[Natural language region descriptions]
---+---

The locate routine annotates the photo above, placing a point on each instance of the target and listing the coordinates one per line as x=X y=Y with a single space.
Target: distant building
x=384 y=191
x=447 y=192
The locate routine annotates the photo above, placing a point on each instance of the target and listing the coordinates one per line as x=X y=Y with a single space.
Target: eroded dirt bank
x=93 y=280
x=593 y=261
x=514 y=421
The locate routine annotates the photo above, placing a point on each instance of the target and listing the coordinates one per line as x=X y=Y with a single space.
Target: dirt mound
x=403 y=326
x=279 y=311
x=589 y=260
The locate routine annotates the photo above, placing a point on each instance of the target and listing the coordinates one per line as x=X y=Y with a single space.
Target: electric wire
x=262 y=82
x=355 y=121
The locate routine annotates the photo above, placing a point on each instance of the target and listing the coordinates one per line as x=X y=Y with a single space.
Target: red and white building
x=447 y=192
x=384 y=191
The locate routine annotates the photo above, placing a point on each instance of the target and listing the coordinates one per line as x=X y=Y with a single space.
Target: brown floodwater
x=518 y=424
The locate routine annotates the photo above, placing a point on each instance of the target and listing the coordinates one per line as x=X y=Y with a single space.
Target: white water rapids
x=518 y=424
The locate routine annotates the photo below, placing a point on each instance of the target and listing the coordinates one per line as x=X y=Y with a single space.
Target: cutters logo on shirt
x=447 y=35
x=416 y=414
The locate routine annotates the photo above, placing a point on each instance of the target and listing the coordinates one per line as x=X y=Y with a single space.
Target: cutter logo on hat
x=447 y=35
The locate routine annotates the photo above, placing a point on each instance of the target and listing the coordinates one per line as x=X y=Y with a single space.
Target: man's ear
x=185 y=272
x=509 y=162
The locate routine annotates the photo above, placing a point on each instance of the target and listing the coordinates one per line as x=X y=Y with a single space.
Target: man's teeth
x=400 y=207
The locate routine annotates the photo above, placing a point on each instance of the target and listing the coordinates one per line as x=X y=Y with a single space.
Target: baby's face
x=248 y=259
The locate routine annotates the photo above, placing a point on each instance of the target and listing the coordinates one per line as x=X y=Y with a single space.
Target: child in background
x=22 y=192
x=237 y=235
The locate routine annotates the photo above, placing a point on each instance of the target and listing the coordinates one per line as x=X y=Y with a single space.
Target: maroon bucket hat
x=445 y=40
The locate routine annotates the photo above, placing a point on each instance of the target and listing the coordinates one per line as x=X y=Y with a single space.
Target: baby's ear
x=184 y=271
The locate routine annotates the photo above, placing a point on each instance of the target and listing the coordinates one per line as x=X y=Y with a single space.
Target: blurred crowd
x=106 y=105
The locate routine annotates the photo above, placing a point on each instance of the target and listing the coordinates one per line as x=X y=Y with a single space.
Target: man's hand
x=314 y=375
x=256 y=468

---+---

**PROBLEM TO WORK ON**
Every line of the data is to be printed again exactly.

**FINISHED EXERCISE**
The locate routine annotates the photo above, placing a point on each instance of the target and listing the coordinates one per line as x=X y=Y with a single space.
Target: distant building
x=384 y=191
x=447 y=192
The locate routine annotates the photo above, placing a point on each instance of the target and listing the coordinates one per line as x=X y=Y with a single space.
Target: eroded dirt bank
x=93 y=280
x=593 y=261
x=514 y=421
The locate routine annotates the photo above, placing a point on each instance of the target and listing the coordinates one per line as x=X y=Y with a single space.
Target: dirt mound
x=403 y=326
x=279 y=311
x=589 y=260
The locate routine annotates the photo above, placing a point on each instance of the target and listing the coordinates one per line as x=X y=Y with a single space.
Target: electric wire
x=262 y=82
x=355 y=121
The locate routine annotates the photo above, placing a point on each instance of the target and listing the coordinates one per line as x=X y=Y with a single space.
Target: red and white building
x=447 y=192
x=384 y=191
The locate routine annotates the photo above, placing a point on each instance of the target and listing the coordinates one per line as x=X y=Y with a single space.
Target: brown floodwater
x=518 y=424
The locate routine annotates the photo above, placing a point on each instance of the target and listing the coordinates one per line as x=X y=Y with a single space.
Target: white water rapids
x=518 y=424
The locate routine annotates the photo below, placing a point on each instance of the target and listing the coordinates one per line as x=X y=Y with a single space.
Target: cutters logo on shirt
x=447 y=35
x=416 y=414
The locate routine annotates the photo above, placing a point on each instance of the target and listing the coordinates one per line as x=X y=Y with a single space.
Target: cutter logo on hat
x=447 y=35
The locate routine annotates the photo above, placing a point on each instance of the target and listing the coordinates one per line as x=X y=Y with a single space.
Target: man's ear
x=185 y=272
x=509 y=162
The locate routine annotates the photo above, placing a point on each instance of the target and listing the coordinates one per line as x=X y=Y with a single space.
Target: man's teeth
x=400 y=207
The locate routine annotates the photo above, placing a point on each instance of the target and listing the coordinates one per line as x=X y=Y with a single space.
Target: baby's face
x=248 y=259
The locate routine annotates the photo above, placing a point on each instance of the target and listing the coordinates one per line as x=X y=Y with a single space.
Target: child in background
x=22 y=192
x=237 y=235
The locate routine annotates the photo above, placing a point on each instance of the target and listing the coordinates one per line as x=X y=Y with a single space.
Target: maroon bucket hat
x=445 y=40
The locate routine annotates the photo above, placing a point on each instance of the target and listing the coordinates one per line as x=X y=Y with a single space.
Target: baby's ear
x=184 y=271
The locate routine annotates the photo above, placing a point on each instance of the target and listing the coordinates one per line as x=X y=Y with a single space.
Target: blurred crowd
x=106 y=105
The locate routine annotates the photo above, placing a point on each instance of the target and listing the coordinates one per line as x=X y=Y with a single space.
Target: man's hand
x=314 y=375
x=256 y=468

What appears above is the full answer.